- [DOCUMENT EXTRACT]
Termination of parental rights under the egregious harm provision requires more than a child experiencing egregious harm in the parents care. Minn. Stat. 260C.301, subd. 1(b)(6). It also requires a finding that the egregious harm is of a nature, duration, or chronicity that indicates a lack of regard for the childs well-being, such that a reasonable person would believe it contrary to the best interest of the child or of any child to be in the parents care. Id. We now address Mothers argument that, under the egregious harm provision, the rights of a parent who has not inflicted egregious harm may not be terminated unless that parent either knew or should have known that egregious harm occurred.
Where a parent has not personally inflicted egregious harm on the child, it is difficult to conceive how the nature, duration, or chronicity of that harm could indicate that parents lack of regard for the well-being of the child unless that parent were somehow aware of the harm and its cause. Stated differently, the mere fact that a child experienced egregious harm does not indicate a lack of regard for the well-being of the child on the part of a parent who did not personally inflict the egregious harm, did not actually know about the harm, and could not have been expected to know about the harm. Interpreting the egregious harm provision to permit termination where a parent did not know and could not have been expected to know that a child experienced egregious harm would contradict the statutory requirement that the nature, duration, or chronicity [of the egregious harm] indicates a lack of regard for the childs well-being. Minn. Stat. 260C.301, subd. 1(b)(6). The language of the egregious harm provision, taken as a whole, does not support termination of parental rights where a parent neither knew nor should have known that a child experienced egregious harm.
Therefore, we hold that to terminate the rights of a parent who has not personally inflicted egregious harm on a child, a court must find that the parent either knew or should have known that the child had experienced egregious harm. As with findings addressing other statutory criteria in termination cases, the court must find that the non-perpetrating parent knew or should have known that egregious harm occurred by clear and convincing evidence. See Minn. Stat. 260C.163, subd. 1(a) (2006) (To be proved at trial, allegations of a petition alleging a child to be in need of protection or services must be proved by clear and convincing evidence.); In re Children of T.A.A., 702 N.W.2d 703, 708 (Minn. 2005) (In reviewing a decision to terminate parental rights, the appellate court determines whether there is clear and convincing evidence to support at least one statutory ground for termination * * * .).
The district court made several findings and conclusions related to Mothers lack of regard for K.L.P.s well-being as a result of the nature, duration, or chronicity of the egregious harm K.L.P. experienced. The court of appeals rejected Mothers argument that the evidence against her was not clear and convincing as to her culpability, relying on the district courts finding that the harm to K.L.P. occurred while K.L.P. was in the parents care either jointly or individually. In re Welfare of Child of T.P. & P.P., 2007 WL 2178052, at *4. But none of the district courts findings or conclusions specifically addresses the knew or should have known standard we announce here. As a result, we are unable to determine from the record whether Mother knew or should have known that K.L.P. experienced egregious harm. Therefore, we reverse the decision of the court of appeals affirming the termination of Mothers parental rights and remand to the district court to address whether there is clear and convincing evidence that Mother knew or should have known that the bruising and the fractures K.L.P. sustained occurred as a result of some conduct satisfying the egregious harm definition.
Affirmed in part, reversed in part, and remanded for further proceedings consistent with this opinion.
DIETZEN, J., not having been a member of this court at the time of the argument and submission, took no part in the consideration or decision of this case.

- [YOUR GOAL] Translate this sentence from the court opinion into Spanish: "Therefore, we hold that to terminate the rights of a parent who has not personally inflicted egregious harm on a child, a court must find that the parent either knew or should have known that the child had experienced egregious harm." The rows after this point come from a separate source.

- [ENTRIES SUPPLIED]
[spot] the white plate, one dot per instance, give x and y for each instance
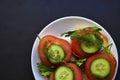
(62, 25)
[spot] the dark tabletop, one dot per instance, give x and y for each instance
(21, 20)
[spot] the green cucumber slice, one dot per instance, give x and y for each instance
(55, 53)
(63, 73)
(90, 43)
(100, 67)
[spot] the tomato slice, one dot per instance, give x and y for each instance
(109, 57)
(48, 40)
(76, 45)
(77, 50)
(76, 71)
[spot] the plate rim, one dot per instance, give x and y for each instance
(76, 17)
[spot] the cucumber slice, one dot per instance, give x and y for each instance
(55, 53)
(63, 73)
(90, 43)
(100, 67)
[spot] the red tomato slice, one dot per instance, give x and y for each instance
(76, 45)
(76, 71)
(48, 40)
(77, 50)
(109, 57)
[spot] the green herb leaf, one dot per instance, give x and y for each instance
(44, 70)
(38, 36)
(96, 29)
(78, 62)
(107, 49)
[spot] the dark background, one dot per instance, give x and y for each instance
(21, 20)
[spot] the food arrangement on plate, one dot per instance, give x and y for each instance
(87, 55)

- [OUTPUT] Por lo tanto, sostenemos que, para dar por terminados los derechos de un progenitor que no ha infligido personalmente un daño flagrante a un niño, un tribunal debe determinar que el progenitor sabía o debió haber sabido que el niño había sufrido un daño flagrante.